■ Passage shown
Old thread, but you are correct.

This was done to close a loophole:
If you have a US-resident corporation that is owned by an Estonian company, you pay US corporate tax and then 15% WHT on the dividends that are paid to the parent.
So if the US-resident company has $1M in profits, it pays e.g. 21% CIT in the US, and then 15% WHT on that.

If you have a transparent US entity, then the income passes through and is paid in the hands of the Estonian company. You only pay US corporate income tax on the ECI.
So if the Estonian company has $10M in profits and $1M are from ECI (US-source income), then it only pays 21% on the $1M - and then the money could flow tax free to the Estonian company.
So the transparent entity (branch) would have a 15% tax advantage over the corporation. This was not intended.
So the branch profit tax was invented instead, taxing the profits like dividends, even if they're not dividends.
So in this case you would also pay the 15% tax on the $790k profit that is repatriated to the Estonian company.
But like with dividends, you only pay it on money that flows back to the parent/member. If you keep the money in the US LLC, it is not taxed, just like with the US-resident corporation.
 
If you have a transparent US entity, then the income passes through and is paid in the hands of the Estonian company. You only pay US corporate income tax on the ECI.

■ Material supplied
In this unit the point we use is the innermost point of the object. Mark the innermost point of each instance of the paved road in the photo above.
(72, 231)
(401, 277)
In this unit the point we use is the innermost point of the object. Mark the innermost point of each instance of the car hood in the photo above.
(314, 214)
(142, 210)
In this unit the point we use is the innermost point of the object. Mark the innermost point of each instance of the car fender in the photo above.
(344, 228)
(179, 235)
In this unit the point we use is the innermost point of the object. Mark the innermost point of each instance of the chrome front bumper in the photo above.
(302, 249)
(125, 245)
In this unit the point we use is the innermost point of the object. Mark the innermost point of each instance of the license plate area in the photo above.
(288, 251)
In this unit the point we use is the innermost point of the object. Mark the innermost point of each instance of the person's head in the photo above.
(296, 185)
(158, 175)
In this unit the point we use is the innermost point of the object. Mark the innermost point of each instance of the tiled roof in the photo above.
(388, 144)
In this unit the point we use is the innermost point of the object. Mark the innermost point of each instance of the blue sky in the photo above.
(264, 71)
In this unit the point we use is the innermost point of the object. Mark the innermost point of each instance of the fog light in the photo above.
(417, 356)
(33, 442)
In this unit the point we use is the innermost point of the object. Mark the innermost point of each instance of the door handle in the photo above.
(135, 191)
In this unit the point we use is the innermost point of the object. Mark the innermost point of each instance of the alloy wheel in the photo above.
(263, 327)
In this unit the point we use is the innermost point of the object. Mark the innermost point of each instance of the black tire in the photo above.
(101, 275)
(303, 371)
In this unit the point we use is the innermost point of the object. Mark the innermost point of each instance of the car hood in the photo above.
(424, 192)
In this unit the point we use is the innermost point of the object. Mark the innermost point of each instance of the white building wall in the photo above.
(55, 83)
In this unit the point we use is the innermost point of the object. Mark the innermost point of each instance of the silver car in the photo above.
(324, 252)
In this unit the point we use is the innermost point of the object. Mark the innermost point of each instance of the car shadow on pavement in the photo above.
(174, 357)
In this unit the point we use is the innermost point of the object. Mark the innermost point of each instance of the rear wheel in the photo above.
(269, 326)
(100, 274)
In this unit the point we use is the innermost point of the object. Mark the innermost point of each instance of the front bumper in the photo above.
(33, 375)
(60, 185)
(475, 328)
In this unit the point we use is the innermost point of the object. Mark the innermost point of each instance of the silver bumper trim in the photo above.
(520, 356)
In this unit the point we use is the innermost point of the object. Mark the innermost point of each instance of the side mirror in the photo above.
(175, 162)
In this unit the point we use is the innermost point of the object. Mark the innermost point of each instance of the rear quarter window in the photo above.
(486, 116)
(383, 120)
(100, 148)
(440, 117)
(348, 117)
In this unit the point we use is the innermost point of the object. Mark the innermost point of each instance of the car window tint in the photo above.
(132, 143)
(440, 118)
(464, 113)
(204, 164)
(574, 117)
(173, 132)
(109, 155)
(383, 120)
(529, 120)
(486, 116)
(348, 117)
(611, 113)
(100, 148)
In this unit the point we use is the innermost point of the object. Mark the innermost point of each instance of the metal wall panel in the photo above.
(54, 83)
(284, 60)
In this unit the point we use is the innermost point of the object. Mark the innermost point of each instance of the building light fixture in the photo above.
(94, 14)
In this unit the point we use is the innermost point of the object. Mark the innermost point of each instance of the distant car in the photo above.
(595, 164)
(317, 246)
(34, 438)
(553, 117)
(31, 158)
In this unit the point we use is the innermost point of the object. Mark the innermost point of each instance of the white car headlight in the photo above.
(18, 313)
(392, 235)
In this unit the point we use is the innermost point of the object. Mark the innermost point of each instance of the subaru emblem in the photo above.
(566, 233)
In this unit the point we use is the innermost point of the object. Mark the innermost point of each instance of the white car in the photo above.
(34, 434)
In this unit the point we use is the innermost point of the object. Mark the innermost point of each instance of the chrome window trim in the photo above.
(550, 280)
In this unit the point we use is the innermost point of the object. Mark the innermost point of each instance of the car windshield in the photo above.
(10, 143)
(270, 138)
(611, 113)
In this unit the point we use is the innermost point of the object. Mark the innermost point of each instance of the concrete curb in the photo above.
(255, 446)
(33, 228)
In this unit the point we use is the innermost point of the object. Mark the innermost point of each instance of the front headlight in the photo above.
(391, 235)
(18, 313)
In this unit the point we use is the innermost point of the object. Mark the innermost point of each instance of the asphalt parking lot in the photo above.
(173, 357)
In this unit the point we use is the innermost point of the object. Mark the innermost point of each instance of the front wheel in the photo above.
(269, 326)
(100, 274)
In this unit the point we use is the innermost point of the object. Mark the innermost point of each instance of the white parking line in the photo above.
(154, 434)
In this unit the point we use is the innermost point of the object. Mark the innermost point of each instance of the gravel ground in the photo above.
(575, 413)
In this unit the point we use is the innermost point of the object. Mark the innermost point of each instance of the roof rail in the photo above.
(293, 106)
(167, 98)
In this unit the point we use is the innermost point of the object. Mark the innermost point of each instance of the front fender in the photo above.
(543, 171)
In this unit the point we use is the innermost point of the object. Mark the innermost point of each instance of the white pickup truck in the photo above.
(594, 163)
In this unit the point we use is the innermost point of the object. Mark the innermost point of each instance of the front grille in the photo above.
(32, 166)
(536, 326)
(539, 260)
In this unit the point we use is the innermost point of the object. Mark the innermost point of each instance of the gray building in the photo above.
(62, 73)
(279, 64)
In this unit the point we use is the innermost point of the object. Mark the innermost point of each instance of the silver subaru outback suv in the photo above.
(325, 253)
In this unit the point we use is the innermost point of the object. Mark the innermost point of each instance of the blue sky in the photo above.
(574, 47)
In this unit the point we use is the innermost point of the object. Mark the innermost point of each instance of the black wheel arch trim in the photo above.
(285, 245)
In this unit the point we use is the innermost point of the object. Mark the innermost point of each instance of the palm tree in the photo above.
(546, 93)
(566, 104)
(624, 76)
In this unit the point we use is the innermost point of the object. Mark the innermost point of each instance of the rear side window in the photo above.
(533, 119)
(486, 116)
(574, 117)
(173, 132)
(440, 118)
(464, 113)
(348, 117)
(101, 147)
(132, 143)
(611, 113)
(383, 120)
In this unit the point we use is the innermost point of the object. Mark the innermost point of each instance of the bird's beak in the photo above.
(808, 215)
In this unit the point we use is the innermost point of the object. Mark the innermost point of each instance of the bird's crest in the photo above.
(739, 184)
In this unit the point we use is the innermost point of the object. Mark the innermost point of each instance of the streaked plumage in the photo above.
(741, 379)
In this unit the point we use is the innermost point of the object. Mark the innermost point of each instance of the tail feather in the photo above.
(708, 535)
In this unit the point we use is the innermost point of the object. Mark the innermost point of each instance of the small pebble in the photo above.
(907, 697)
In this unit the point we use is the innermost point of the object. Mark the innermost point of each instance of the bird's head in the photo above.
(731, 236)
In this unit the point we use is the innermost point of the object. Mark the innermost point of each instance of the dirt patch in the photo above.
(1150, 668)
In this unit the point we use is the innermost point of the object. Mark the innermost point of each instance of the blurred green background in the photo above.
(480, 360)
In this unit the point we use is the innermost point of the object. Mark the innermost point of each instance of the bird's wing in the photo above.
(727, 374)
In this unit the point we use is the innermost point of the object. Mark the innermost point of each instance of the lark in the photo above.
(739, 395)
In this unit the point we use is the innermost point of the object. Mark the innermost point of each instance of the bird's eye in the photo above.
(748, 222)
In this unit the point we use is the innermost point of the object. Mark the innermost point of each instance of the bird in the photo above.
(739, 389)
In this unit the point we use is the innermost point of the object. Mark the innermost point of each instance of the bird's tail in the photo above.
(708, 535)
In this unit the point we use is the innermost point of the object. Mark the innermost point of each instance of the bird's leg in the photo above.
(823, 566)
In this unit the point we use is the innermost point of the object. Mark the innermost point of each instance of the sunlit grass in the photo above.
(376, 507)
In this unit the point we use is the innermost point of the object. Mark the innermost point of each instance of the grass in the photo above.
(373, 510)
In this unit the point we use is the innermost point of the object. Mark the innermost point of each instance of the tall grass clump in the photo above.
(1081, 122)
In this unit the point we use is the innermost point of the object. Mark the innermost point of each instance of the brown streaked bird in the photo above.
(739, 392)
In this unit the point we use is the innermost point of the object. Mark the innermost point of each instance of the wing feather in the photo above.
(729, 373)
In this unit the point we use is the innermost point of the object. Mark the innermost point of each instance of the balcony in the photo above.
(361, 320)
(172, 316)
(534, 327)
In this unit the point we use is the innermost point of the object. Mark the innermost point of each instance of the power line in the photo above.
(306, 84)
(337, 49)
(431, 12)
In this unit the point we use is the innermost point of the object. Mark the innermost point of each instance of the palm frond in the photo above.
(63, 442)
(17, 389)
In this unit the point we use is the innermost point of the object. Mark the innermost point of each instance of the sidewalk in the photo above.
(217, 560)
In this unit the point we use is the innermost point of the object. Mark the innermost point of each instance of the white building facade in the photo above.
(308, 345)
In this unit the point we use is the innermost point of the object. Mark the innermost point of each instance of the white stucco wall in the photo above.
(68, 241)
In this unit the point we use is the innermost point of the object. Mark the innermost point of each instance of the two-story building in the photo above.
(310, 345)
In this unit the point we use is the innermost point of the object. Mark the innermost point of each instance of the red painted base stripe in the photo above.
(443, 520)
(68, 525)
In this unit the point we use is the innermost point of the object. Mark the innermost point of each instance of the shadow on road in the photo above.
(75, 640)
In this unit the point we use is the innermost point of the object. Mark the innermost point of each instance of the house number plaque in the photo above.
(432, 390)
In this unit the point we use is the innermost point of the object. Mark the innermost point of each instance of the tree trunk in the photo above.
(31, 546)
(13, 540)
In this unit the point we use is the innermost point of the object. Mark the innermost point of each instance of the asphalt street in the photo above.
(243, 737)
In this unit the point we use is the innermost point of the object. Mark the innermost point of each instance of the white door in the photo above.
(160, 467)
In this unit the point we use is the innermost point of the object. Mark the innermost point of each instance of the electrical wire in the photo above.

■ Task set
1/ In the forum post about the US branch profit tax, what rate of withholding tax applies to dividends a US-resident corporation pays to its Estonian parent?
2/ Rewrite the paragraph of the branch profit tax post that begins "This was done to close a loophole" more briefly, keeping its main facts.
3/ Continue the forum post about the US branch profit tax, starting after its final sentence.

■ Answers
1/ 15%.

2/ The rule closes a loophole. A US-resident corporation owned by an Estonian company pays US corporate tax, then 15% withholding tax on dividends paid to the parent. For example, on $1M in profit it might pay 21% corporate income tax, then 15% withholding tax on top.

3/
If a single member US LLC has a business office in the US (apart from the regular registered agent address) as required by numerous US-based EMI's , then will that LLC be considered as tax resident in the US?
 
If a single member US LLC has a business office in the US (apart from the regular registered agent address) as required by numerous US-based EMI's , then will that LLC be considered as tax resident in the US?

There are several questions here:

1. Is it ECI? If it's only an office and no profit is generated there (no employees/dependent agent, no work done in the US) - probably not? But I don't know for sure.

2. Is the LLC transparent or taxed as a corporation? If it's taxed as a corporation (your choice on the form), then it pays tax on all income in the US, unless a treaty says otherwise. If you choose for it to be transparent (like most single-member LLC's are), then you only pay tax in the US on ECI. If it is owned by an individual, no further tax applies. If it is owned by a foreign corporation, then branch profit tax applies on the after-tax profit that is paid out to the parent entity.

If you own a single-member LLC as an individual (not through a corporation), there can never be BPT.
If you own it through a corporation, then there is BPT if there is ECI. So if you want to reduce the risk, you should either own the US LLC in your own name, or you should make sure that there cannot be ECI.
 
The way I understand this article:

https://www.journalofaccountancy.co...ew-of-effectively-connected-income-rules.html

It would not constitute ECI if you have only rented an office for banking compliance purposes and no actual work is carried out in the US.
But you will probably want to double check this with a US CPA or tax lawyer.

I would also expect states like California to be more aggressive here, for example.
 
It would not constitute ECI if you have only rented an office for banking compliance purposes and no actual work is carried out in the US.
But you will probably want to double check this with a US CPA or tax lawyer.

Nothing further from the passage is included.